§ Object pointing dataset rows:
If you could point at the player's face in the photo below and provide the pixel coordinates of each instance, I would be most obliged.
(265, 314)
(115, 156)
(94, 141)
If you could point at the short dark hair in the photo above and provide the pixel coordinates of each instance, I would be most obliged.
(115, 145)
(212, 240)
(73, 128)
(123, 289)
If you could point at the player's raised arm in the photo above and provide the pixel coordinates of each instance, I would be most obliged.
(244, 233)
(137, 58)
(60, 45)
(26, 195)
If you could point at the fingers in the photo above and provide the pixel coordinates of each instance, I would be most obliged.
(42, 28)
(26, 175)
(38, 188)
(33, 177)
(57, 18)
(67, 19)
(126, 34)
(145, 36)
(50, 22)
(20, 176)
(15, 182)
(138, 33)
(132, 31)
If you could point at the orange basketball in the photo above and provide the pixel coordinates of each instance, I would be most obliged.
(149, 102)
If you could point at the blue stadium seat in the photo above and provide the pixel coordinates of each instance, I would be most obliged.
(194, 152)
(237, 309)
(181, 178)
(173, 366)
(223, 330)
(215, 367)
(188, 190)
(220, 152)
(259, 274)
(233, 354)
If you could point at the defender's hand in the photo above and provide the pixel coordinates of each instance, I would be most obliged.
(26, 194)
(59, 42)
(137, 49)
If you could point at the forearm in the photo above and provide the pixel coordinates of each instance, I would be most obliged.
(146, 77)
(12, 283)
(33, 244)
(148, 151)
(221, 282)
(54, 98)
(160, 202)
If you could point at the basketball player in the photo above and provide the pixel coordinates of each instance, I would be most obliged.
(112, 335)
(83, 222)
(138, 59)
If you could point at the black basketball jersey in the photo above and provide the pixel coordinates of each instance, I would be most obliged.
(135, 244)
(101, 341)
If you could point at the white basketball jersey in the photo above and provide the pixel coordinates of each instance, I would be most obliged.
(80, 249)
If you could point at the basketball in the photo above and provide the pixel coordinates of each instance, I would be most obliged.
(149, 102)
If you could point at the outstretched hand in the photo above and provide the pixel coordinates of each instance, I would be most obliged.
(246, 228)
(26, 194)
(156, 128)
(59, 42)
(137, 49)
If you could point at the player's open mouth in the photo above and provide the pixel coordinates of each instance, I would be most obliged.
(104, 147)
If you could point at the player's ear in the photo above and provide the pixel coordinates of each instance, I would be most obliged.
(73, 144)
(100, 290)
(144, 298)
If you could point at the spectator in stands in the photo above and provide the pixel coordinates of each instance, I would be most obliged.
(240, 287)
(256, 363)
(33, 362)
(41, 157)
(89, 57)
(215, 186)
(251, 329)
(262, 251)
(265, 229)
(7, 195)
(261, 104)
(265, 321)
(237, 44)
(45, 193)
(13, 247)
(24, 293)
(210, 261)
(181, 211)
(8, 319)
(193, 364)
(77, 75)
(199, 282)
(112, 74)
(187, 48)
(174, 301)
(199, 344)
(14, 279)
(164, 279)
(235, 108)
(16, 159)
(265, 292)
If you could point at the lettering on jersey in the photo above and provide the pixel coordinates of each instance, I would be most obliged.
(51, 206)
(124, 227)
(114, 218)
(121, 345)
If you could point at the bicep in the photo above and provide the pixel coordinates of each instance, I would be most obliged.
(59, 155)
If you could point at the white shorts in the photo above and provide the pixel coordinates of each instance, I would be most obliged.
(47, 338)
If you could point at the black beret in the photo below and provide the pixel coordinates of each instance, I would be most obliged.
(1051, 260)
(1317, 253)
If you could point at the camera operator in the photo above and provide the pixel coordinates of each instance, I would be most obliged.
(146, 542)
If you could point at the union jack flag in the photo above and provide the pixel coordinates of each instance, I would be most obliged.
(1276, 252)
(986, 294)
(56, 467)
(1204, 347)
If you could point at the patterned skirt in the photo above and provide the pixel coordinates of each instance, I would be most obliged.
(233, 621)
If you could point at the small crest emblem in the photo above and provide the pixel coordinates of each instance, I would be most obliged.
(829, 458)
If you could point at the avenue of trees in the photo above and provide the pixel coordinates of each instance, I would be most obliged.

§ SET EXERCISE: Arrange every line of the items above as a JSON list of strings, one string per line. Leave out blank lines.

§ EXERCISE ANSWER:
[
  "If you could point at the player's face in the photo below and provide the pixel coordinates of each instance, I would be most obliged.",
  "(265, 314)",
  "(115, 156)",
  "(94, 141)",
  "If you could point at the short dark hair in the photo above and provide the pixel coordinates of each instance, I would be most obliged.",
  "(115, 145)",
  "(212, 240)",
  "(73, 128)",
  "(123, 289)",
  "If you could point at the player's raised arm in the photo above and provide the pixel coordinates of each instance, I would be most obliged.",
  "(244, 233)",
  "(137, 58)",
  "(60, 45)",
  "(26, 195)",
  "If you could point at the fingers in the photo above and provide the pixel coordinates of each instance, I would be most obliged.",
  "(42, 28)",
  "(26, 175)",
  "(38, 188)",
  "(33, 177)",
  "(57, 18)",
  "(67, 19)",
  "(126, 34)",
  "(145, 36)",
  "(50, 22)",
  "(20, 176)",
  "(15, 182)",
  "(138, 33)",
  "(132, 31)",
  "If you could point at the orange basketball in the photo above and provide the pixel coordinates of each instance, I would be most obliged.",
  "(149, 102)",
  "If you could point at the blue stadium seat in the photo above and provide the pixel coordinates of each instance, I would be most obliged.",
  "(194, 152)",
  "(237, 309)",
  "(181, 178)",
  "(173, 366)",
  "(223, 330)",
  "(215, 367)",
  "(188, 190)",
  "(220, 152)",
  "(259, 274)",
  "(233, 354)",
  "If you could point at the defender's hand in the photo above and provide the pixel coordinates of each instance, I would be most obliged.",
  "(26, 194)",
  "(59, 42)",
  "(137, 49)",
  "If you could point at the forearm in the photo above and provide the pixel coordinates of each instance, I would be most obliged.",
  "(146, 77)",
  "(12, 283)",
  "(33, 244)",
  "(148, 151)",
  "(221, 282)",
  "(54, 98)",
  "(160, 202)",
  "If you could point at the basketball player in the photo above and provide the pixel coordinates of each instance, I would be most obliged.",
  "(112, 335)",
  "(83, 222)",
  "(138, 59)",
  "If you could point at the black basketball jersey in the photo above and provide the pixel coordinates of each instance, I would be most obliged.",
  "(135, 244)",
  "(101, 341)",
  "If you could point at the white basketball jersey in the photo above and provide the pixel coordinates of each instance, I would be most obliged.",
  "(80, 249)",
  "If you could point at the basketball in the photo above and provide the pixel coordinates of each instance, I would be most obliged.",
  "(149, 102)",
  "If you could point at the outstretched hand in the photo above and provide the pixel coordinates of each instance, I would be most obliged.",
  "(246, 228)",
  "(26, 194)",
  "(156, 128)",
  "(59, 42)",
  "(137, 49)",
  "If you could point at the player's open mouth in the photo above and provide the pixel coordinates of each instance, I would be most obliged.",
  "(104, 147)",
  "If you could point at the player's ear in the photo above and provide the pixel coordinates of each instance, I would be most obliged.",
  "(73, 144)",
  "(100, 290)",
  "(144, 298)",
  "If you could point at the spectator in stands in the photo above and provide the pixel coordinates of each instance, I would be most obliged.",
  "(240, 287)",
  "(256, 363)",
  "(33, 362)",
  "(41, 157)",
  "(89, 57)",
  "(215, 186)",
  "(251, 329)",
  "(262, 251)",
  "(265, 229)",
  "(7, 195)",
  "(261, 104)",
  "(265, 321)",
  "(237, 44)",
  "(45, 193)",
  "(13, 247)",
  "(24, 293)",
  "(210, 261)",
  "(181, 211)",
  "(8, 319)",
  "(193, 364)",
  "(77, 75)",
  "(199, 282)",
  "(112, 74)",
  "(187, 48)",
  "(174, 301)",
  "(199, 344)",
  "(14, 279)",
  "(164, 279)",
  "(235, 108)",
  "(16, 159)",
  "(265, 292)",
  "If you could point at the lettering on jersey in the photo above and provide the pixel coordinates of each instance, I would be most obliged.",
  "(51, 206)",
  "(124, 227)",
  "(114, 218)",
  "(121, 345)",
  "If you could point at the bicep in the photo above and provide the pixel coordinates of each instance, I would be most obliged.",
  "(59, 155)",
  "If you could point at the white shorts in the photo above and provide the pixel coordinates of each instance, I would be most obliged.",
  "(47, 338)",
  "If you could point at the black beret in the photo below and provide the pixel coordinates of each instance, I would be most obliged.",
  "(1051, 260)",
  "(1317, 253)",
  "If you could point at the camera operator in the photo above and provide the pixel coordinates of each instance, I would be most obliged.",
  "(146, 542)",
  "If you could point at the union jack flag in the photo above and provide the pixel coordinates of each instance, I would be most obliged.",
  "(1276, 252)",
  "(986, 294)",
  "(56, 467)",
  "(1204, 347)",
  "If you could point at the patterned skirt in the photo above and provide the pixel coordinates of each instance, I would be most obliged.",
  "(233, 621)",
  "If you could point at the small crest emblem in the photo above and provide the pixel coordinates of each instance, I would be most obliged.",
  "(829, 458)",
  "If you could point at the avenue of trees in the photo above and provide the pixel coordinates of each instance, I would be most obliged."
]